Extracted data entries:
▼

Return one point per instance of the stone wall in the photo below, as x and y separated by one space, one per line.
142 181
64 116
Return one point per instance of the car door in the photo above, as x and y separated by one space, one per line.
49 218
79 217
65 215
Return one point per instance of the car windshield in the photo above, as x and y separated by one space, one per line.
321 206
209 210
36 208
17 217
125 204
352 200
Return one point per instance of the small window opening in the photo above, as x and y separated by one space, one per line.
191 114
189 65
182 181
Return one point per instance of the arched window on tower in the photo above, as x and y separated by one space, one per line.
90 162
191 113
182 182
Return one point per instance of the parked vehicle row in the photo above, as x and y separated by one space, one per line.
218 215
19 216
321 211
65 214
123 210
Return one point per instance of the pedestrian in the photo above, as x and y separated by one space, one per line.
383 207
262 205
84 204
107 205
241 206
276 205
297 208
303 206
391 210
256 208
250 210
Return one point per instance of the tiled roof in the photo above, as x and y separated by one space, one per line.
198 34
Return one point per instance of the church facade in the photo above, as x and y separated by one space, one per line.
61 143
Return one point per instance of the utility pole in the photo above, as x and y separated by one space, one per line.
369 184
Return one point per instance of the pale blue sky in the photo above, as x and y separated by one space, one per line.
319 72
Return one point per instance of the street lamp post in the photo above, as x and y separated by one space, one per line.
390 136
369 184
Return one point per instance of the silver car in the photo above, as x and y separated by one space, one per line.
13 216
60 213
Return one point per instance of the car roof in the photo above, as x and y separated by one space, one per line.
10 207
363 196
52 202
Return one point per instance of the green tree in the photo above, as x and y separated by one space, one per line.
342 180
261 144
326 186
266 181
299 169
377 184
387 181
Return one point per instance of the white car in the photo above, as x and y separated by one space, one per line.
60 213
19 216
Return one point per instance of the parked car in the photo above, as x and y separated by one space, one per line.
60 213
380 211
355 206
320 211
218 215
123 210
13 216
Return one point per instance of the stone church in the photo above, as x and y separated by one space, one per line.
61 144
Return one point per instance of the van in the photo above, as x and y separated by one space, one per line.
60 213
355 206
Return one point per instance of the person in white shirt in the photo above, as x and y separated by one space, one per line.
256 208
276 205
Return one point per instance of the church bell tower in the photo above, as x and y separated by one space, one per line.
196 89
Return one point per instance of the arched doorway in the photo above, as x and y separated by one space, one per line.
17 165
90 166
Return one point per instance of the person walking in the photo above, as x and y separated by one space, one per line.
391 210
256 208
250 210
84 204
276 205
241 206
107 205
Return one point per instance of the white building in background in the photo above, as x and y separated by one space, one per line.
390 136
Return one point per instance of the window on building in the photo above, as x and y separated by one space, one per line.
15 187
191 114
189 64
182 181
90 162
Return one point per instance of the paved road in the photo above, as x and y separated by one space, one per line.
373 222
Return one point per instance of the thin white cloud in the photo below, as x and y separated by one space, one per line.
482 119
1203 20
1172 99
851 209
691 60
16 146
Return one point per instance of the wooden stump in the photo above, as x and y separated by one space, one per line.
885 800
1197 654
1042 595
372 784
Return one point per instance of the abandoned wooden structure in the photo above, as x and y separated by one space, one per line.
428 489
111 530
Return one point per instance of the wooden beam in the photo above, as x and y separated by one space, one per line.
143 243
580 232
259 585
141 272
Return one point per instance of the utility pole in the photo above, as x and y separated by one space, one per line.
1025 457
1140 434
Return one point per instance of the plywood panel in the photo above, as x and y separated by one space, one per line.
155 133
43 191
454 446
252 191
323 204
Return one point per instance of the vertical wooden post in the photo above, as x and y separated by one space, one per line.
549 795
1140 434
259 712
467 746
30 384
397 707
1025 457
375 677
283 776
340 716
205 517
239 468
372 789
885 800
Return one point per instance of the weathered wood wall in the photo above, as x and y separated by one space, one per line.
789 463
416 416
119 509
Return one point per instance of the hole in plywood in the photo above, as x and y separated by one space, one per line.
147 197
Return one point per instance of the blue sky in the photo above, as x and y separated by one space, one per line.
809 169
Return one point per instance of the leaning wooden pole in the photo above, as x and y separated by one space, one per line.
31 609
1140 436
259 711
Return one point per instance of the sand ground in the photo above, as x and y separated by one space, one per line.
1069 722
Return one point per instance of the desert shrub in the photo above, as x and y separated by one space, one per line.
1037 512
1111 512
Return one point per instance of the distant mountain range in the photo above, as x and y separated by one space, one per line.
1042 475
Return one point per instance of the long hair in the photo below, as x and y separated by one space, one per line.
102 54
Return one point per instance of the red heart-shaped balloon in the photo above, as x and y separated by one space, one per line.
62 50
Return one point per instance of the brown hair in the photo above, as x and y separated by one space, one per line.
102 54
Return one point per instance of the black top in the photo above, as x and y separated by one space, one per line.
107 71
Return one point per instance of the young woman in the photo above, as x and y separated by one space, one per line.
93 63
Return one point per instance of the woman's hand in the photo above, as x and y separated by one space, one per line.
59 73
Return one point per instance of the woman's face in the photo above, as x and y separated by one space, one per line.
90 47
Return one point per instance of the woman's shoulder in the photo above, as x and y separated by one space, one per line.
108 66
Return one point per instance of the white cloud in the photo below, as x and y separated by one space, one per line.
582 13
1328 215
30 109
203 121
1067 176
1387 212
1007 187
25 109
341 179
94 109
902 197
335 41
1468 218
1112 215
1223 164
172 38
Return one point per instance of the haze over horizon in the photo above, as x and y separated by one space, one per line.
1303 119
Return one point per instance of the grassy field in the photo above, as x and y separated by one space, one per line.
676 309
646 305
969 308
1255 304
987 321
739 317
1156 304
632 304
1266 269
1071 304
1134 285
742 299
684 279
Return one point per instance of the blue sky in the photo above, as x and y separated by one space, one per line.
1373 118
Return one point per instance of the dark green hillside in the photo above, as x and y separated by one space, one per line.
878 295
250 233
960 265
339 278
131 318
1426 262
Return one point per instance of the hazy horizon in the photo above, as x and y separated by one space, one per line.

▲

Task details:
Rewrite every line of the entries above as a JSON list of strings, one string per line, omitting any blank lines.

Answer below:
[
  "Return one point per instance of the stone wall in the photo below, as x and y separated by one space, one per line.",
  "142 181",
  "64 116",
  "Return one point per instance of the car door in the photo above, as x and y separated by one space, one per line.",
  "49 218",
  "79 217",
  "65 215",
  "Return one point per instance of the car windshield in the photo above, as x and y separated by one space, one per line.",
  "321 206",
  "209 210",
  "36 208",
  "17 217",
  "125 204",
  "352 200",
  "Return one point per instance of the small window opening in the photo above, as x and y separated by one space, one per line.",
  "191 114",
  "189 65",
  "182 181",
  "Return one point per instance of the arched window on tower in the photo above, as x and y separated by one space, one per line.",
  "90 162",
  "191 113",
  "182 182",
  "Return one point per instance of the parked vehicle row in the photo above, as x and y separated by one space, one per line.",
  "218 215",
  "19 216",
  "321 211",
  "65 214",
  "123 210",
  "Return one point per instance of the pedestrian in the photo above, as x and y separated by one space, one per line.",
  "383 207",
  "262 205",
  "84 204",
  "107 205",
  "241 206",
  "276 205",
  "297 208",
  "303 206",
  "391 210",
  "256 208",
  "250 210",
  "Return one point per instance of the tiled roof in the photo above, as x and y separated by one space, one per line.",
  "198 34",
  "Return one point per instance of the church facade in the photo above, as x and y separated by one space, one per line.",
  "61 143",
  "Return one point per instance of the utility pole in the photo above, as x and y separated by one space, one per line.",
  "369 184",
  "Return one point per instance of the pale blue sky in the photo above, as x and y separated by one space, one per line.",
  "319 72",
  "Return one point per instance of the street lamp post in the photo above, as x and y separated by one space, one per line.",
  "390 136",
  "369 184",
  "Return one point per instance of the silver car in the photo above, as x and y separated by one space, one per line.",
  "13 216",
  "60 213",
  "Return one point per instance of the car roof in the photo above, as x and y separated by one space, one per line.",
  "10 207",
  "363 196",
  "52 202",
  "Return one point per instance of the green tree in the photo above, as x and y separated by one space, one per line.",
  "342 180",
  "261 144",
  "326 186",
  "266 181",
  "299 169",
  "377 184",
  "387 181",
  "Return one point per instance of the white car in the photo above, as x and y separated by one space, one per line.",
  "60 213",
  "19 216",
  "Return one point per instance of the parked car in the photo above, as x and y separated by one space, one per line.",
  "60 213",
  "380 211",
  "355 206",
  "320 211",
  "218 215",
  "123 210",
  "13 216",
  "Return one point per instance of the stone church in the photo above, as x and y separated by one space, one per line.",
  "61 144",
  "Return one point per instance of the van in the photo above, as x and y separated by one space, one per line.",
  "60 213",
  "355 206",
  "Return one point per instance of the person in white shirt in the photo above, as x and y separated by one space, one per line.",
  "256 208",
  "276 205",
  "Return one point per instance of the church bell tower in the photo above, as x and y separated by one space, one per line.",
  "196 89",
  "Return one point per instance of the arched doorway in the photo above, as x and y separated by one space, one per line.",
  "17 165",
  "90 166",
  "Return one point per instance of the person walking in the photo above, as x and y separated by one space, one per line.",
  "391 210",
  "256 208",
  "250 210",
  "84 204",
  "276 205",
  "241 206",
  "107 205",
  "Return one point per instance of the white building in background in the photo above, as x and y separated by one space, one per line.",
  "390 136",
  "Return one point per instance of the window on building in the photo above, as x and y separated by one space, one per line.",
  "15 187",
  "191 114",
  "189 64",
  "182 181",
  "90 162",
  "Return one point per instance of the paved road in the photo above, as x and y separated by one space, one per line.",
  "373 222",
  "Return one point per instance of the thin white cloud in the photo below, as x and y separated by one space, one per line.",
  "482 119",
  "1203 20",
  "1172 99",
  "851 209",
  "691 60",
  "16 146",
  "Return one point per instance of the wooden stump in the photo above, as x and y separated by one space, one per line.",
  "885 800",
  "1197 654",
  "1042 595",
  "372 784",
  "Return one point per instance of the abandoned wooden structure in the photo above, as x and y separated by one space, one per line.",
  "428 489",
  "111 530",
  "Return one point per instance of the wooden beam in the photo above, as x and y separated by one space, one per line.",
  "143 243",
  "580 232",
  "259 585",
  "141 272",
  "Return one point per instance of the utility pole in the photo above, as x and y separated by one space, one per line.",
  "1025 457",
  "1140 434",
  "Return one point per instance of the plywood panel in the photo above, as x and y separated by one space, one per line.",
  "155 133",
  "43 191",
  "454 446",
  "252 191",
  "323 204",
  "Return one point per instance of the vertical wooden post in the photo above, as x and y separated by one space, one per line.",
  "549 795",
  "1140 434",
  "259 712",
  "467 746",
  "30 384",
  "397 707",
  "1025 457",
  "375 677",
  "283 776",
  "340 716",
  "205 517",
  "239 468",
  "372 789",
  "885 800",
  "Return one point per instance of the weathered wood wall in the photo above, as x and y separated by one space, one per line.",
  "789 463",
  "416 416",
  "119 509",
  "Return one point per instance of the hole in plywood in the photo above, as x and y separated by one space, one per line.",
  "147 197",
  "Return one point per instance of the blue sky in the photo above, as x and y separated by one space, one per line.",
  "809 169",
  "Return one point per instance of the leaning wooden pole in the photo above, as x and y separated by one space, one per line.",
  "31 609",
  "1140 436",
  "259 711",
  "Return one point per instance of the sand ground in the photo above, as x and y separated by one space, one per line.",
  "1069 722",
  "Return one point per instance of the desert shrub in the photo above, as x and y separated by one space, one per line.",
  "1037 512",
  "1111 512",
  "Return one point per instance of the distant mountain range in the photo above, as x and y separated by one space, one per line.",
  "1042 475",
  "Return one point per instance of the long hair in the photo below, as x and y separated by one space, one per line.",
  "102 54",
  "Return one point per instance of the red heart-shaped balloon in the photo above, as x and y separated by one space, one per line.",
  "62 50",
  "Return one point per instance of the brown hair in the photo above, as x and y separated by one space, one per line.",
  "102 54",
  "Return one point per instance of the black top in the photo above, as x and y separated by one space, one per line.",
  "107 71",
  "Return one point per instance of the young woman in the photo above, as x and y separated by one space, one per line.",
  "93 63",
  "Return one point per instance of the woman's hand in the photo above, as x and y separated by one space, one per line.",
  "59 73",
  "Return one point per instance of the woman's face in the photo above, as x and y separated by one space, one per line.",
  "90 47",
  "Return one point per instance of the woman's shoulder in the photo above, as x and y separated by one space, one per line.",
  "108 66",
  "Return one point per instance of the white cloud in the photo below, as x and y separated by one space, one per line.",
  "582 13",
  "1328 215",
  "30 109",
  "203 121",
  "1067 176",
  "1387 212",
  "1007 187",
  "25 109",
  "341 179",
  "94 109",
  "902 197",
  "335 41",
  "1468 218",
  "1112 215",
  "1223 164",
  "172 38",
  "Return one point per instance of the haze over horizon in the photo above, as x and y separated by one space, one per line.",
  "1303 119",
  "Return one point per instance of the grassy field in the photo above, as x and y separated by one space, one per line.",
  "676 309",
  "646 305",
  "969 308",
  "1255 304",
  "987 321",
  "739 317",
  "1156 304",
  "632 304",
  "1266 269",
  "1071 304",
  "1134 285",
  "742 299",
  "684 279",
  "Return one point per instance of the blue sky in the photo above, as x and y separated by one space, one per line.",
  "1373 118",
  "Return one point per instance of the dark green hillside in the photo above, as x and y separated by one space, one per line.",
  "878 295",
  "250 233",
  "960 265",
  "339 278",
  "131 318",
  "1426 262",
  "Return one point per instance of the hazy horizon in the photo above, as x and y separated by one space, one per line."
]